» REQUIREMENT A
Answer these questions from the coil assembly passage:
(i) Which two side surfaces of the body 100 may not be cut in the coil assembly 1000?
(ii) Along which line in fig. 7 is the sectional view of fig. 8 taken?
(iii) Which figure shows portion F in fig. 11 enlarged?
» REQUIREMENT B
In the coil assembly passage, rewrite the stretch from "Fig. 7 is a" through "in fig. 11.", replacing "enlarged view" with "magnified view" each time it appears.

» DOCUMENT
**********
Accordingly, in the coil assembly 1000 in the example embodiment, as shown in fig. 6, two side surfaces 103 and 104 of the six surfaces of the body 100 may not be cut, and thus the magnetic metal powder particles 20 and 30 may not be cut. Therefore, when the bodies of the plurality of components are divided and separated by cutting the coil strips, a cutting process performed along the length direction L, which is generally used, may be omitted. In addition, since the core particles of the magnetic metal particles 20 and 30 are not exposed to the third surface 103 and the fourth surface 104 of the body 100, leakage current may be reduced. Further, short-circuiting with other components mounted adjacently in the width direction W on a mounting substrate (such as a printed circuit board) can be prevented.
Fig. 7 is a perspective view illustrating a coil assembly according to another example embodiment. Fig. 8 is a sectional view taken along line III-III' in fig. 7. Fig. 9 is an enlarged view showing a portion D and a portion D' in fig. 8.
Fig. 10 is an enlarged view showing a portion E and a portion E' in fig. 8. Fig. 11 is a sectional view taken along line IV-IV' in fig. 7. Fig. 12 is an enlarged view showing a portion F in fig. 11.
Referring to fig. 7 to 12, in the coil assembly 2000 in an example embodiment, the arrangement of the coil part 300 and the surface of the body 100 to which the magnetic metal particles 20 and 30 having the first surface 20A are exposed may be different from those of the coil assembly 1000 described in the foregoing example embodiment. Therefore, in the example embodiment, only the arrangement of the coil part 300 and the surface of the body 100 to which the magnetic metal particles 20 and 30 having the first surface 20A are exposed, which may be different from those of the above example embodiment, will be described, and the description of other elements of the present example embodiment may be the same as that of the above example embodiment.
**********
» EXTRACTED RECORDS
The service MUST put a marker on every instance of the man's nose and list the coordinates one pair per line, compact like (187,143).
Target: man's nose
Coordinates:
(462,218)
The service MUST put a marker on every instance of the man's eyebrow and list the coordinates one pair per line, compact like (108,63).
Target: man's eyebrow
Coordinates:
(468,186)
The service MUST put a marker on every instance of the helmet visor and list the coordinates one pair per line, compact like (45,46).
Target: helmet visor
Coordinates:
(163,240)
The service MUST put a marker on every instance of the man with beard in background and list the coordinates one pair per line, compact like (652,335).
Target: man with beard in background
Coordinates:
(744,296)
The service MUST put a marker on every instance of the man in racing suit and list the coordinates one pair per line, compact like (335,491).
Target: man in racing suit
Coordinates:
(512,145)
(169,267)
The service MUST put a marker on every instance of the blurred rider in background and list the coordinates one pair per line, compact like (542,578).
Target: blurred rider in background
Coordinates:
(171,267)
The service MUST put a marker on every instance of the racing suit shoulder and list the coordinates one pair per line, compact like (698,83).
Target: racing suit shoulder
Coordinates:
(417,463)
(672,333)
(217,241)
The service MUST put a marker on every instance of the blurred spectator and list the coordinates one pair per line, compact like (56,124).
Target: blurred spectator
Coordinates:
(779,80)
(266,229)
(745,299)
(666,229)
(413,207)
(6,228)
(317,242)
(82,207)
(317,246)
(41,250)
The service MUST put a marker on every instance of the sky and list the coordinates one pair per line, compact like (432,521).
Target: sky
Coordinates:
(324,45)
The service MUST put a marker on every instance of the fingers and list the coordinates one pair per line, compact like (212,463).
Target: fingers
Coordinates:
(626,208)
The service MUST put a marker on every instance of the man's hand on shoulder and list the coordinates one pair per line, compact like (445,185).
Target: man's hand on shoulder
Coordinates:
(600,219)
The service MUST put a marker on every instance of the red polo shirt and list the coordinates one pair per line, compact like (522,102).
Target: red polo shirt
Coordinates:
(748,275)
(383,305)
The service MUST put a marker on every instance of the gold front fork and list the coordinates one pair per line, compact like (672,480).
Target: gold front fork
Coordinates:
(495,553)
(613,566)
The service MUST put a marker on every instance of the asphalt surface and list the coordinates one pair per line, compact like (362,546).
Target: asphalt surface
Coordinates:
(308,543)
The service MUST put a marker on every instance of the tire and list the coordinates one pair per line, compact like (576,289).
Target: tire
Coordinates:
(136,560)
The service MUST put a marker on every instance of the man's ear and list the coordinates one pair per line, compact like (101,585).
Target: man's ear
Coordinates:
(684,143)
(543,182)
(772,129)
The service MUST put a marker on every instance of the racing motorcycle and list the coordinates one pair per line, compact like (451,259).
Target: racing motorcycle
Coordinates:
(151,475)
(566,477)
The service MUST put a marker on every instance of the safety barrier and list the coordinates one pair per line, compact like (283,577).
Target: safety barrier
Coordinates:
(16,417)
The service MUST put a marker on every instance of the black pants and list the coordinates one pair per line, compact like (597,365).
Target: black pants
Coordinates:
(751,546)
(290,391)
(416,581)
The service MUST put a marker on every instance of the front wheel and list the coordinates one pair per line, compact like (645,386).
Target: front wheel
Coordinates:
**********
» WORKED ANSWER A
(i) Side surfaces 103 and 104, the third and fourth surfaces
(ii) Line III-III'
(iii) Fig. 12

» WORKED ANSWER B
Fig. 7 is a perspective view illustrating a coil assembly according to another example embodiment. Fig. 8 is a sectional view taken along line III-III' in fig. 7. Fig. 9 is an magnified view showing a portion D and a portion D' in fig. 8.
Fig. 10 is an magnified view showing a portion E and a portion E' in fig. 8. Fig. 11 is a sectional view taken along line IV-IV' in fig. 7. Fig. 12 is an magnified view showing a portion F in fig. 11.